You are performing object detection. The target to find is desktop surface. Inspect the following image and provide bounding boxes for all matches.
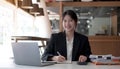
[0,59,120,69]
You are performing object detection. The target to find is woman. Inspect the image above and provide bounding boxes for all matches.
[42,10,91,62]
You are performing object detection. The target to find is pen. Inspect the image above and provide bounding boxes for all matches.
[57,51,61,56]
▬▬▬▬▬▬
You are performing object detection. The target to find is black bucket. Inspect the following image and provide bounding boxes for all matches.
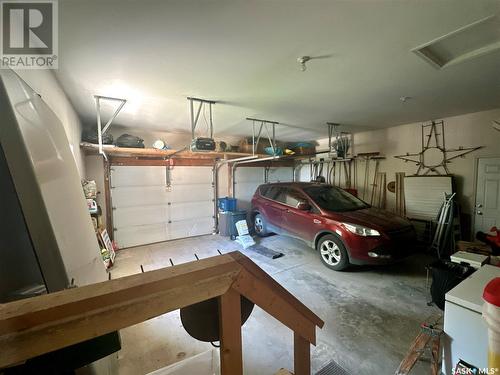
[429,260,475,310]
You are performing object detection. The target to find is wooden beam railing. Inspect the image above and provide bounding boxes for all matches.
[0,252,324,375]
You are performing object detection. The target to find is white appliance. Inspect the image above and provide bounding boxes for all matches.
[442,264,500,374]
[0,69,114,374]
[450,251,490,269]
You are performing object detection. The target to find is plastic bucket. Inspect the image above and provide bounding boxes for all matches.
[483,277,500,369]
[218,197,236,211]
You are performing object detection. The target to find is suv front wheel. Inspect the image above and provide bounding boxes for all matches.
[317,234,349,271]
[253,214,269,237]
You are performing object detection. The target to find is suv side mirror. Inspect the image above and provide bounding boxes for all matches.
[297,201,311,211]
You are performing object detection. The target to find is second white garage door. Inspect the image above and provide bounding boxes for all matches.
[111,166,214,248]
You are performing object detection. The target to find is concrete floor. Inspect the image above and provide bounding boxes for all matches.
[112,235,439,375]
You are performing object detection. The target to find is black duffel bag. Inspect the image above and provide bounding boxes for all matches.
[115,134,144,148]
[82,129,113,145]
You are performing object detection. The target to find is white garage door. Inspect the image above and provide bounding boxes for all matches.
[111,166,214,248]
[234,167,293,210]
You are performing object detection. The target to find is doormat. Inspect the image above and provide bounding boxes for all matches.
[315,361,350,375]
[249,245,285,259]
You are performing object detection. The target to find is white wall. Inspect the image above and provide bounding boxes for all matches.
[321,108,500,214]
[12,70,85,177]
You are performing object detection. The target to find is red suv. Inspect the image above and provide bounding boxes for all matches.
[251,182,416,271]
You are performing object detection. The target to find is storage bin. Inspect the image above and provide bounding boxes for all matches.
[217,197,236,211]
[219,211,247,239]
▬▬▬▬▬▬
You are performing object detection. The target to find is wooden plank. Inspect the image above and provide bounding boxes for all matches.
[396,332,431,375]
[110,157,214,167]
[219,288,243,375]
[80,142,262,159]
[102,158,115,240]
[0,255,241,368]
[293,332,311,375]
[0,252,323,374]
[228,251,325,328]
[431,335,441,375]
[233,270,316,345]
▬▬▬▬▬▬
### WORK REQUIRED
Give back everything from the line containing "find is storage" down to the line containing "[219,211,247,239]", with "storage bin" renamed to "storage box" and nothing else changed.

### FULL SOLUTION
You are performing object detection. The target to find is storage box. Inspect the image above and provide bounding boxes for all matches.
[217,197,236,211]
[219,211,247,239]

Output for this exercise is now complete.